Entries from a dataset:
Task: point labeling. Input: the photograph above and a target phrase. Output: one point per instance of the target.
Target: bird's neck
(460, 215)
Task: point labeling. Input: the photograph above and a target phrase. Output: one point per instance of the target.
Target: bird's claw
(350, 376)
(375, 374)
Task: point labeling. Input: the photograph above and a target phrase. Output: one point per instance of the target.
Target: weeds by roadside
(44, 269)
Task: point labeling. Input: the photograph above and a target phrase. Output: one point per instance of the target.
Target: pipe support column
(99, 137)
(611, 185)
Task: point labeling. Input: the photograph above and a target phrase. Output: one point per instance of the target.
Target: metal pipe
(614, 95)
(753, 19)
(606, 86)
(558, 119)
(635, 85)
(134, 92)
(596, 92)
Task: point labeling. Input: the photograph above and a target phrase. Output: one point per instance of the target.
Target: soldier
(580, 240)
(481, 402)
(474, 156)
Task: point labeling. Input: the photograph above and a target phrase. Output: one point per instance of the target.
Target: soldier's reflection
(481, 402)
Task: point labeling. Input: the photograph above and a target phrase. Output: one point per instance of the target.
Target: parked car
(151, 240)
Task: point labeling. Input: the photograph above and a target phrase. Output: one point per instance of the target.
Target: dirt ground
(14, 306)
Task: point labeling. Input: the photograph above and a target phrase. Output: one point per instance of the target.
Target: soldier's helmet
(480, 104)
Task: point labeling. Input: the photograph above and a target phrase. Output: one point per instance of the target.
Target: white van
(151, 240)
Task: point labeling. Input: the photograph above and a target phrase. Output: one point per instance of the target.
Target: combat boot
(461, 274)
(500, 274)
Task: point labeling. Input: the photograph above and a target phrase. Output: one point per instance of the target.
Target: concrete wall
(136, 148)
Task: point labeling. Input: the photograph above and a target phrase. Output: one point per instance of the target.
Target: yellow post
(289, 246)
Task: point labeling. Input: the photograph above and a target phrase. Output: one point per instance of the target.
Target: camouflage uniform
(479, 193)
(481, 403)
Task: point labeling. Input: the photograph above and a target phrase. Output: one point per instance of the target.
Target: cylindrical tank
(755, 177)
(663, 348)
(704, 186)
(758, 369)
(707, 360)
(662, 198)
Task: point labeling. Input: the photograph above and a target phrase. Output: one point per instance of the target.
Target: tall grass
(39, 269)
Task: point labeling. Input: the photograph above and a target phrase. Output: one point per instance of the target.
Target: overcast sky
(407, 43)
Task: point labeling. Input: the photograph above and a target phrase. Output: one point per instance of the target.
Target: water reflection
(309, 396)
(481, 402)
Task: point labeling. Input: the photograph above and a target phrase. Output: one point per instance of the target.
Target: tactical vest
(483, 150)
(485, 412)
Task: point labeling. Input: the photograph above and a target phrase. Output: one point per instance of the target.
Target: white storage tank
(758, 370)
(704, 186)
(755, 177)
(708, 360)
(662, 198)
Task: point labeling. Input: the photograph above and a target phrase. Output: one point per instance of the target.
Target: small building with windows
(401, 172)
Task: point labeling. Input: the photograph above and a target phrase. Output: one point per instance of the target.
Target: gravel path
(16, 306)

**Set task**
Write out every entry exactly as given.

**Solution to the exercise**
Task: point labeling. Input: the photograph above and a target phrase. Output: one point per instance of the target.
Target: bird's neck
(460, 215)
Task: point labeling. Input: the photograph above and a target phrase. Output: one point per instance of the target.
Target: bird's claw
(350, 376)
(375, 374)
Task: point labeling. Input: the photograph above and a target phrase. Output: one point per instance of the target.
Target: weeds by roadside
(44, 269)
Task: point labeling. Input: the photograph above and a target phrase. Output: one point per instance of the target.
Target: pipe support column
(99, 137)
(611, 185)
Task: point labeling. Input: the photograph above and a target phrase. Output: one point per instance of the target.
Target: metal pipe
(614, 95)
(753, 19)
(606, 86)
(558, 119)
(635, 85)
(134, 92)
(596, 92)
Task: point labeling. Input: the photograph above and a target phrase. Output: one point per instance of the target.
Target: soldier
(580, 240)
(481, 402)
(474, 156)
Task: point labeling. Input: the photograph above and a target phrase. Output: one point per instance of the target.
Target: soldier's reflection
(481, 402)
Task: point labeling. Input: the photograph above and a target phrase. Output: one point per instance of the target.
Target: parked car
(151, 240)
Task: point labeling. Input: the photograph above and a target phrase. Output: one point per instance of the target.
Target: dirt ground
(14, 306)
Task: point labeling. Input: the photograph above and a target phrase. Output: one point per instance of the target.
Target: soldier's helmet
(480, 104)
Task: point labeling. Input: the photograph above and a target phrase. Output: one point per instance of the target.
Target: white van
(151, 240)
Task: point labeling. Input: the photograph above and a target phrase. Output: one point per instance of the target.
Target: combat boot
(461, 274)
(500, 274)
Task: point labeling. Input: the photograph above and a target phrase. Output: one point per instance of the target.
Target: concrete wall
(136, 148)
Task: point labeling. Input: the photograph above and a target phrase. Output: one point per instance of the target.
Target: yellow post
(289, 246)
Task: point labeling. Input: the photograph above and a target phrase. Output: one point per instance of the target.
Target: camouflage uniform
(479, 193)
(481, 403)
Task: point labeling. Input: the photograph above and a target phrase. Output: one point per instance of the target.
Target: cylindrical tank
(755, 177)
(663, 348)
(704, 186)
(758, 369)
(707, 360)
(662, 198)
Task: point labeling. Input: the photograph above and a target phrase. Output: one point per instance of the target.
Target: tall grass
(39, 269)
Task: point labeling. Input: the photograph above and a target phrase. Output: one point per instance of the target.
Target: overcast sky
(407, 43)
Task: point labeling. Input: the photograph above and a target phrase. Output: one point per instance of the target.
Target: water reflection
(309, 396)
(481, 402)
Task: point labeling. Input: the photograph above and a target phrase. Output: one point per instance of the target.
Target: tactical vest
(483, 150)
(485, 412)
Task: point labeling. Input: the photograph above and a target phrase. Output: one point per instance of the target.
Target: white storage tank
(758, 370)
(704, 186)
(755, 177)
(708, 360)
(662, 198)
Task: point labeling. Input: the photograph above and a target phrase. Output: one point per instance of the target.
Target: small building with windows
(401, 172)
Task: point labeling. Input: the photograph above and a target phrase. Output: one point per instance of the target.
Target: gravel path
(16, 306)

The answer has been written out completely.